Print the listing that follows, character for character.

(Position identification records)
┄┄┄┄┄┄

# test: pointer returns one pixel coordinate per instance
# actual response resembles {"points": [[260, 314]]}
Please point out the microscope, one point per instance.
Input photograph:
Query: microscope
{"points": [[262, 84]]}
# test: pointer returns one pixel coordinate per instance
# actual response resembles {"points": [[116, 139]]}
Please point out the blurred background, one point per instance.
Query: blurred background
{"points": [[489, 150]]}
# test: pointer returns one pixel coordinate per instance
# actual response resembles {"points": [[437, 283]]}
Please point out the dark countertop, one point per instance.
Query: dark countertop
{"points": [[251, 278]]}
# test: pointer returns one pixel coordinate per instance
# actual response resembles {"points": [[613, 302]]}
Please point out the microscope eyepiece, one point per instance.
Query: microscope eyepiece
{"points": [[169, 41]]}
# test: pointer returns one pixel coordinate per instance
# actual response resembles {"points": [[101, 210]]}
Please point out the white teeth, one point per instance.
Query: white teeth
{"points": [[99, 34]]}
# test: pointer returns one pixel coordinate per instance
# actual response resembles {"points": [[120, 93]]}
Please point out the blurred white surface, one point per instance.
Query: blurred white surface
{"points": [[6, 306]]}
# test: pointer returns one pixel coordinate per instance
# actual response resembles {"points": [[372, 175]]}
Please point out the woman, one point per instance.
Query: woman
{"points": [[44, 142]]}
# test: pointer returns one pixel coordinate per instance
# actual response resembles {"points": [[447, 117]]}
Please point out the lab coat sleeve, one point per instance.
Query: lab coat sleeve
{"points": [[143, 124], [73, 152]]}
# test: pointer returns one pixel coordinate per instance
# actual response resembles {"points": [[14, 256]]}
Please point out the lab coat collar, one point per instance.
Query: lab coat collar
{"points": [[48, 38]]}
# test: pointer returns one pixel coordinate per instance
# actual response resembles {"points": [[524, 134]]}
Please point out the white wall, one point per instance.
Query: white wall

┄┄┄┄┄┄

### WORKED SOLUTION
# test: pointer returns one pixel coordinate per instance
# actual response resembles {"points": [[260, 314]]}
Please point out the microscope, one point per instance.
Input photograph:
Query: microscope
{"points": [[262, 84]]}
# test: pointer returns one pixel coordinate per instance
# actual response resembles {"points": [[116, 139]]}
Please point out the blurred background, one point per instance.
Query: blurred background
{"points": [[489, 150]]}
# test: pointer returns one pixel coordinate per instance
# actual response resembles {"points": [[437, 283]]}
Please point out the dark countertop, one point per instance.
Query: dark countertop
{"points": [[251, 278]]}
# test: pointer returns one pixel coordinate per instance
# actual response resembles {"points": [[613, 302]]}
Please point out the microscope eyepiece, one point per instance.
Query: microscope eyepiece
{"points": [[169, 41]]}
# test: pointer returns one pixel coordinate per instance
# actual response resembles {"points": [[101, 210]]}
Please point out the white teeth, one point per instance.
Query: white teeth
{"points": [[99, 34]]}
# test: pointer returns one pixel coordinate per instance
# actual response resembles {"points": [[120, 93]]}
Please point out the blurred white surface, one point per instance.
Query: blurred white surface
{"points": [[6, 306]]}
# test: pointer returns one pixel coordinate per instance
# actual response resembles {"points": [[372, 175]]}
Please point out the woman, one point per instance.
Query: woman
{"points": [[44, 142]]}
# test: pointer returns one pixel coordinate per instance
# actual response resembles {"points": [[447, 117]]}
Please point out the lab coat sleeve, one point per instance.
Query: lab coat sleeve
{"points": [[143, 124], [73, 152]]}
# test: pointer returns one pixel coordinate per instance
# actual response resembles {"points": [[14, 256]]}
Please point out the lab coat collar, one point per instance.
Query: lab coat collar
{"points": [[48, 38]]}
# test: pointer returns one pixel coordinate per instance
# actual response resembles {"points": [[524, 134]]}
Please point out the white wall, one point per instance.
Query: white wall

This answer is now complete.